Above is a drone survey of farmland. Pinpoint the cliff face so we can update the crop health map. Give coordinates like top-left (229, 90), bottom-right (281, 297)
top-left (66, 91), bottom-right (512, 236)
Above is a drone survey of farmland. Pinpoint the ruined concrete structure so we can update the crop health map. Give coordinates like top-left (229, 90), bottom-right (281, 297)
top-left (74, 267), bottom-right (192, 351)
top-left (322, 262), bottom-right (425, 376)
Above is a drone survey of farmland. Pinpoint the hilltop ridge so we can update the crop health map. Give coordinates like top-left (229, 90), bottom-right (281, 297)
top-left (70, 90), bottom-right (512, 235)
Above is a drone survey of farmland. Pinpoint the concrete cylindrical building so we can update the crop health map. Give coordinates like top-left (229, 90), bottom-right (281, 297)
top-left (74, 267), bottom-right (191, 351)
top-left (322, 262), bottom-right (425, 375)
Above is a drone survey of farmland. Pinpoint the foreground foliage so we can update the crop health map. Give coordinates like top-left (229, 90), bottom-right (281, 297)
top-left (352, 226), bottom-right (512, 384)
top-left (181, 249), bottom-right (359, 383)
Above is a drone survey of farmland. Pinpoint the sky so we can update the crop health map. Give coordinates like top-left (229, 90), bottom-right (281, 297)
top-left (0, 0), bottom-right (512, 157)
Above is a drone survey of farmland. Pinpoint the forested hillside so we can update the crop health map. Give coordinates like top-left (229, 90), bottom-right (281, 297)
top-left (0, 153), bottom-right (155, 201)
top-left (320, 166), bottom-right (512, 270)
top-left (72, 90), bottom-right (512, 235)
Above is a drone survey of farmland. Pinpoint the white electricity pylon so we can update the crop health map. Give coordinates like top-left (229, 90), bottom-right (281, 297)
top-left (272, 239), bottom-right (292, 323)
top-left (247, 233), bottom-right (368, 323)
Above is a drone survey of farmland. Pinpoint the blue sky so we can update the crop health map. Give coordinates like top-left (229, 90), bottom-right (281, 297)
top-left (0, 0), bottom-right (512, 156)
++++++++++++++++++++
| SHORT PROBLEM |
Rewrite the listing lines from the one containing "Above is a drone survey of farmland. Pinpoint the concrete" to the one containing "top-left (72, 90), bottom-right (512, 235)", switching "crop health map" to "irrigation plan" and keeping everything else the same.

| EXERCISE ANSWER |
Above is a drone survey of farmland. Pinpoint the concrete cylindrical building so we can update the irrigation plan. Give coordinates like top-left (229, 90), bottom-right (281, 297)
top-left (74, 267), bottom-right (191, 351)
top-left (322, 262), bottom-right (425, 375)
Above is a drone survey of farmland. Pinpoint the foreground foliage so we can update the irrigation plan. Give coordinates like top-left (229, 90), bottom-right (281, 297)
top-left (352, 226), bottom-right (512, 384)
top-left (181, 249), bottom-right (359, 383)
Above is a drone survey of farmland. Pinpoint the sky so we can update the irrigation plan. Give coordinates like top-left (229, 90), bottom-right (281, 297)
top-left (0, 0), bottom-right (512, 157)
Above is a drone survey of farmland. Pinpoint the forested hillside so we can update the irrigation plan. Give coordinates like top-left (229, 90), bottom-right (281, 297)
top-left (0, 153), bottom-right (155, 201)
top-left (320, 166), bottom-right (512, 270)
top-left (72, 90), bottom-right (512, 235)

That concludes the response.